RECORDS SUPPLIED
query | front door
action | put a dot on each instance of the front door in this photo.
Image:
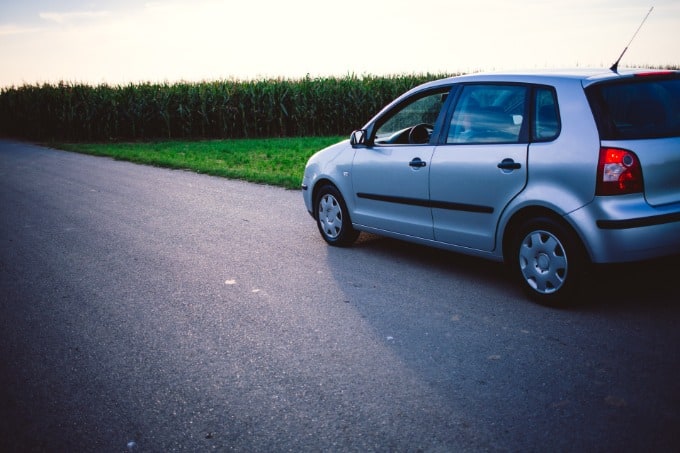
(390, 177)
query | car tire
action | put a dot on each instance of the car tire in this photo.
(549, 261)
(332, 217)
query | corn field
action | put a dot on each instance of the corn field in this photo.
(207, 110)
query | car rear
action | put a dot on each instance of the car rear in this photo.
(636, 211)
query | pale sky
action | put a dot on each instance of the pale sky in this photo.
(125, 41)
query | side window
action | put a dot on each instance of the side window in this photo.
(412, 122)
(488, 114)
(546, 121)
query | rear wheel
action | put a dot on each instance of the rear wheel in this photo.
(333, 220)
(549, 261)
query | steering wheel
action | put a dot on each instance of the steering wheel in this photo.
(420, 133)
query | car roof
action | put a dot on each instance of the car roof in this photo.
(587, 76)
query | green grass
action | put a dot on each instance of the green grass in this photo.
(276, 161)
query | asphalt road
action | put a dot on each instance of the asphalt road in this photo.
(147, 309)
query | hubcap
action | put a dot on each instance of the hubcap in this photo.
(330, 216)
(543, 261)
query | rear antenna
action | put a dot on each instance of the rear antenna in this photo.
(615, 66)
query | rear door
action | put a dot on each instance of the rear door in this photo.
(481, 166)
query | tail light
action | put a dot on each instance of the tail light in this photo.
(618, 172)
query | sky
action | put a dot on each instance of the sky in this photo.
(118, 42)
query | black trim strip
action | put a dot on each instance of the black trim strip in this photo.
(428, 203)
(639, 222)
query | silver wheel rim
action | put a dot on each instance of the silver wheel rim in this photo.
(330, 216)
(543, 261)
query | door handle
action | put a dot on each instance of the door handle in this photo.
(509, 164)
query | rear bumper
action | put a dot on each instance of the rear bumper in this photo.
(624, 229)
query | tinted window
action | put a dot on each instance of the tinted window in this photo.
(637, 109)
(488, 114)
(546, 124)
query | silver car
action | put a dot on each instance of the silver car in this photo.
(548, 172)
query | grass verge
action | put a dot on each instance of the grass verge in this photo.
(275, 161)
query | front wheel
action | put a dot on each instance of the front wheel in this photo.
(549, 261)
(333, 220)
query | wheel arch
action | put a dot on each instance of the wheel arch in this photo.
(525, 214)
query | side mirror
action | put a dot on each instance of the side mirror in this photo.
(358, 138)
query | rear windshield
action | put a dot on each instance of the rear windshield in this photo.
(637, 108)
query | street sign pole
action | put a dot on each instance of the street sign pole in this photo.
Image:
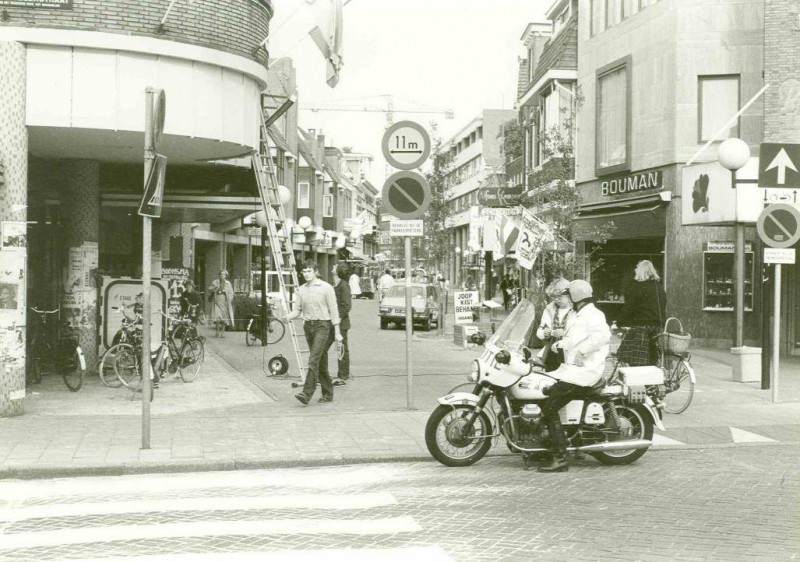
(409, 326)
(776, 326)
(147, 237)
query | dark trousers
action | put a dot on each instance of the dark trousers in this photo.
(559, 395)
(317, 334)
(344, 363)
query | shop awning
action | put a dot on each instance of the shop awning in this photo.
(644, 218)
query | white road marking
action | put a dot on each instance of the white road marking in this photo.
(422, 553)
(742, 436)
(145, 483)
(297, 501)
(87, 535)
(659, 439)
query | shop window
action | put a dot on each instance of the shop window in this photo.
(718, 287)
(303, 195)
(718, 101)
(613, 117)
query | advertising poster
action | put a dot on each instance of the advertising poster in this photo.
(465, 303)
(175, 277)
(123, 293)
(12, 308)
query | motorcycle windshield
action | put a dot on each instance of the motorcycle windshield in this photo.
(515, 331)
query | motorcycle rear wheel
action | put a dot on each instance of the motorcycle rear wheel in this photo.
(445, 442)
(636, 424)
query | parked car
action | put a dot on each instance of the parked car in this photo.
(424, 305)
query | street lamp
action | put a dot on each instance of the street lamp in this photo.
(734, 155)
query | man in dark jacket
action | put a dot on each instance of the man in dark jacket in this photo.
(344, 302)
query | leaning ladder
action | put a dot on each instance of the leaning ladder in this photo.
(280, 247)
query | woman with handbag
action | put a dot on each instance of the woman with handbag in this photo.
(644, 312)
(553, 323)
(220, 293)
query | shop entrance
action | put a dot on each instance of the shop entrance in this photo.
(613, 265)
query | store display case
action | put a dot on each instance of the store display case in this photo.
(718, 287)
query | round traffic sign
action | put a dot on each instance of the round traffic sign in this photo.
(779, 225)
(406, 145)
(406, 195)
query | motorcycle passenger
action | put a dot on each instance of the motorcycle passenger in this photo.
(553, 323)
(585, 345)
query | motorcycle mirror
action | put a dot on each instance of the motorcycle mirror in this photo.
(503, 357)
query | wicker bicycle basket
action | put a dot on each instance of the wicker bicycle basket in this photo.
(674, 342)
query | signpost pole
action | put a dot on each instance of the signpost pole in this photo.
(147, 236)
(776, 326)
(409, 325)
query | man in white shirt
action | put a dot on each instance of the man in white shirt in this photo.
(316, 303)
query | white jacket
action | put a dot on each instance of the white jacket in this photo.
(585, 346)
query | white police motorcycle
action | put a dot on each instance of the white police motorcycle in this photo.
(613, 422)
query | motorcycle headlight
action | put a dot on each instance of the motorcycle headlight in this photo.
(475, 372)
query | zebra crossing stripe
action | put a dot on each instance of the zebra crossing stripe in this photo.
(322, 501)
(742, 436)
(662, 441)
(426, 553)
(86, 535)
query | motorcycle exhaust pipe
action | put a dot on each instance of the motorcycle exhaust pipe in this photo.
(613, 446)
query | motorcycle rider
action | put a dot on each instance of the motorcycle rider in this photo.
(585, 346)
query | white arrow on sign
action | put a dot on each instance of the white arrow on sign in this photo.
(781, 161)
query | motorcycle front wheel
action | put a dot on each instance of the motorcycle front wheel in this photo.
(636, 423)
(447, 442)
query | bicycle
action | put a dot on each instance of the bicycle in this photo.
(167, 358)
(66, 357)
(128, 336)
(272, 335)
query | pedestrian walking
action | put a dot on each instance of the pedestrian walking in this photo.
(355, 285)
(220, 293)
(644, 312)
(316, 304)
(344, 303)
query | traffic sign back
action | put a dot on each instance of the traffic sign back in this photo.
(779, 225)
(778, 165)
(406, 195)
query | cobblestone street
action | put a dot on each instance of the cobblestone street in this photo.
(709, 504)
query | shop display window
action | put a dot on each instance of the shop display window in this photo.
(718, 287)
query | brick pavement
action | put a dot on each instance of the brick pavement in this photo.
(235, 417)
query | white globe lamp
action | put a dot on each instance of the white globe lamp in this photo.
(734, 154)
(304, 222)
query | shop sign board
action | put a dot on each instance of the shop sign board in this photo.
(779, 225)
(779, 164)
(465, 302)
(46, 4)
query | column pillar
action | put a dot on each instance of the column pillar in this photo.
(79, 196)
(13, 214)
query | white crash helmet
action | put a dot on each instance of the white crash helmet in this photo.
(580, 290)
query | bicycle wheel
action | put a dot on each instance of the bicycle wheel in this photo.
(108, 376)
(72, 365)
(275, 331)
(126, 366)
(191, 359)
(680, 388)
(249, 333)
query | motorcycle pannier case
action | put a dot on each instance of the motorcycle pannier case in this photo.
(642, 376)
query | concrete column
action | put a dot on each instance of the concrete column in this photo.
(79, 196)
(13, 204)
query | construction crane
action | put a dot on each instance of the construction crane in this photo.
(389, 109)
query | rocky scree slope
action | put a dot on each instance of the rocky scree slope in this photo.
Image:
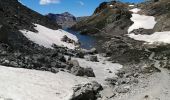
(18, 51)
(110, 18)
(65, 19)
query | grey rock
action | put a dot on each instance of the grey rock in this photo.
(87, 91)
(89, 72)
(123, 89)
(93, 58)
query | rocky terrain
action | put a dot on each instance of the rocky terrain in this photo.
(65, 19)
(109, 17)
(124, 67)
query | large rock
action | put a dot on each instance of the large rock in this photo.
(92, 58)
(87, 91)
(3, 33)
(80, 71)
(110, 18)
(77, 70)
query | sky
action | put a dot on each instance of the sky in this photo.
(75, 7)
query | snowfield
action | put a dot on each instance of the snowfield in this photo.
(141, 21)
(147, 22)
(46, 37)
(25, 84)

...

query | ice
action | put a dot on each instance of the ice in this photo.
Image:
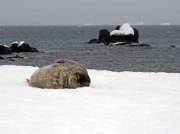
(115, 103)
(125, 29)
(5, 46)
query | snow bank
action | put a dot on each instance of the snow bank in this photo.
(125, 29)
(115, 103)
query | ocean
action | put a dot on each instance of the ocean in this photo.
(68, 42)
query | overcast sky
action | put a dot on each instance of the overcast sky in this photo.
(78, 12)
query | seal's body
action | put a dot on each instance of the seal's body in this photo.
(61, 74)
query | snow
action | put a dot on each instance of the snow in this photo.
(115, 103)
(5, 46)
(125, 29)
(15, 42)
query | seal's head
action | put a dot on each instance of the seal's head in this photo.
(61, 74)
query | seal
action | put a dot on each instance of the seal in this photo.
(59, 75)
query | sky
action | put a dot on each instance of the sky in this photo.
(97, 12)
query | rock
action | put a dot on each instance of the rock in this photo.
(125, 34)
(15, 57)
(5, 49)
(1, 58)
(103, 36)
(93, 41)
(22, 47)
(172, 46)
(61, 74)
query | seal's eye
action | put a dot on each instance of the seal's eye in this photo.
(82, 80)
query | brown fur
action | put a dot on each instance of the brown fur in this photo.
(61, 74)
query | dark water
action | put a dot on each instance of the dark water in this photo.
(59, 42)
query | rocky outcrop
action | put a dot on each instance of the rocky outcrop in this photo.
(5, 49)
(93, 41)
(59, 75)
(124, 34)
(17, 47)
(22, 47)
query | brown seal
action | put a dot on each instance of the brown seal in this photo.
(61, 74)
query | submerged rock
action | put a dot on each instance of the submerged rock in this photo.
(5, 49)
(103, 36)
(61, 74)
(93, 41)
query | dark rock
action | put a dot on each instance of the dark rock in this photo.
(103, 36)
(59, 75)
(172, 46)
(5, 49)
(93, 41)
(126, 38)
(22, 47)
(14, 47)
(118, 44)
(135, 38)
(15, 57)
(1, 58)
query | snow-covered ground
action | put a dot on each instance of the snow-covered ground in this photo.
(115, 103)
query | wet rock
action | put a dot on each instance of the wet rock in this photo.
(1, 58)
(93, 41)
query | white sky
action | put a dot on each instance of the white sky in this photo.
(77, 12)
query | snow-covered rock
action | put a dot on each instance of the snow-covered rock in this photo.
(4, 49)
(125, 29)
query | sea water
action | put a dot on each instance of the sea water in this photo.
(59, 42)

TASK PROMPT
Of the entries above, transcribe exactly those lines that fall between the line containing "action | put a dot on each instance of the leaning" and the line containing "query | round traffic sign", together with those two lines.

THE COMPLETED TASK
action | put a dot on each instance of the leaning ladder in this photo.
(280, 247)
query | woman with handbag
action | put a dot on each instance of the woman with handbag in this photo.
(644, 312)
(553, 323)
(220, 293)
query | shop entrance
action | put a dot on each instance of the shop entrance in this photo.
(613, 265)
query | store display case
action | put a dot on each instance of the store display case in this photo.
(718, 287)
query | round traffic sign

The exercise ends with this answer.